(INPUT RECORDS Opens)

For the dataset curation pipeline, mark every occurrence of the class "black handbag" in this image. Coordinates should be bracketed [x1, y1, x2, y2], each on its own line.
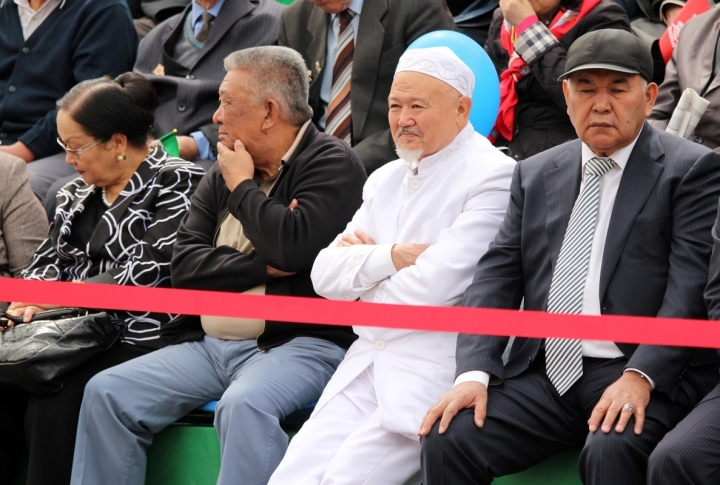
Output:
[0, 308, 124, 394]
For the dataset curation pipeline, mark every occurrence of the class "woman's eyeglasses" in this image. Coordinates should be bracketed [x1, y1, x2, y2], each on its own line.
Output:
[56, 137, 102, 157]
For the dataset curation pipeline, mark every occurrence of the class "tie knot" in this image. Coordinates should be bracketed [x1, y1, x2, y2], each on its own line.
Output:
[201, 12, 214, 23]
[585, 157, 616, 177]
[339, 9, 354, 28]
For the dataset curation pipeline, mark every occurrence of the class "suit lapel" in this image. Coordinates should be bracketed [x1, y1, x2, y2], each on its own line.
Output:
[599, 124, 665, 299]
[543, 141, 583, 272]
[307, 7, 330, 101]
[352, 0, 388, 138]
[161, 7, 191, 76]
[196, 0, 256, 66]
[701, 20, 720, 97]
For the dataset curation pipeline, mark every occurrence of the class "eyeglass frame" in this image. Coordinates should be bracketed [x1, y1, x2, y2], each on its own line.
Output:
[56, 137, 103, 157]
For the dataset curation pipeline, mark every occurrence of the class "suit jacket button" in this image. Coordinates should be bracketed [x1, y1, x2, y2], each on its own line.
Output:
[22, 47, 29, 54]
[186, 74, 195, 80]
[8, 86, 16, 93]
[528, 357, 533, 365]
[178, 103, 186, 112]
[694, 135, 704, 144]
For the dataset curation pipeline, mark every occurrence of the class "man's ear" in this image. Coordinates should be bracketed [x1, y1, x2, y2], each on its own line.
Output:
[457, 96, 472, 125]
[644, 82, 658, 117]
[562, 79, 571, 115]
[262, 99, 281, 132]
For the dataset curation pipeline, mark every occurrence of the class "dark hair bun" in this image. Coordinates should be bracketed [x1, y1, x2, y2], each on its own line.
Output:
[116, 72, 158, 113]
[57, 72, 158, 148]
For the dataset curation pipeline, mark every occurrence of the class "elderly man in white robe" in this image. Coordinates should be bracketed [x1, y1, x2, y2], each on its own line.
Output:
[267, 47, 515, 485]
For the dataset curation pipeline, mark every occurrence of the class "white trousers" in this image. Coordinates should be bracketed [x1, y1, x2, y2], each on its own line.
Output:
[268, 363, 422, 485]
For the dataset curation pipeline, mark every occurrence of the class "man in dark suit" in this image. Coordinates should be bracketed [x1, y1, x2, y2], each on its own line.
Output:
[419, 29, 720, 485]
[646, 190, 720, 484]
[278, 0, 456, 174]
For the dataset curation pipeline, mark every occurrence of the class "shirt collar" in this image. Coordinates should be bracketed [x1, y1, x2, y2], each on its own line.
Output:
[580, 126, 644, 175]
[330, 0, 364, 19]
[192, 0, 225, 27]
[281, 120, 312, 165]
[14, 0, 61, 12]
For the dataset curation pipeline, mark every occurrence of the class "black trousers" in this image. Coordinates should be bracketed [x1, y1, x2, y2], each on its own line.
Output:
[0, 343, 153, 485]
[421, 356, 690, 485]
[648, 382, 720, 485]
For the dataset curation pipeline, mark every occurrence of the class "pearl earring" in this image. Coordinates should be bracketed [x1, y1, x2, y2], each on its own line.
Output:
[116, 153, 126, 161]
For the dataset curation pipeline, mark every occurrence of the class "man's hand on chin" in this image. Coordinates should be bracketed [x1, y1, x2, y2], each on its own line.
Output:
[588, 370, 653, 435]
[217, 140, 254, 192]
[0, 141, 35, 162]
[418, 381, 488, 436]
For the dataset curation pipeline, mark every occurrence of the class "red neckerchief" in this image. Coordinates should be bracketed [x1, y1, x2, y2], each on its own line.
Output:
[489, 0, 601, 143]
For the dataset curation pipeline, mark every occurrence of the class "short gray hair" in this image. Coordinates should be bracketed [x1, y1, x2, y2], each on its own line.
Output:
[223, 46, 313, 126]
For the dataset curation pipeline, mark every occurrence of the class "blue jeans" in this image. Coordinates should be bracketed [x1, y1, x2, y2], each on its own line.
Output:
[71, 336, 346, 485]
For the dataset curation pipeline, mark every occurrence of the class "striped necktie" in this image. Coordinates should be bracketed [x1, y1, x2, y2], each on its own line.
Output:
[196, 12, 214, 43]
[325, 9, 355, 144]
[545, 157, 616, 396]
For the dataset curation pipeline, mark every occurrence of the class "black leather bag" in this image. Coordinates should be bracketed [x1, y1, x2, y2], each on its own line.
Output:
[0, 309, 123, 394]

(INPUT RECORDS Closes)

Check each line above for the string "dark", then copy the ones that have it.

OUTPUT BELOW:
For the dataset curation pipeline, mark every occurrence of the class "dark hair bun" in this image. Coordinates should be bracketed [x1, y1, x2, y2], each on its own line.
For the dataset curation pipeline, mark every occurrence of the class "man in dark suit" in this image. Coordinates should be bracketed [x1, y1, x2, y2], each on its own line.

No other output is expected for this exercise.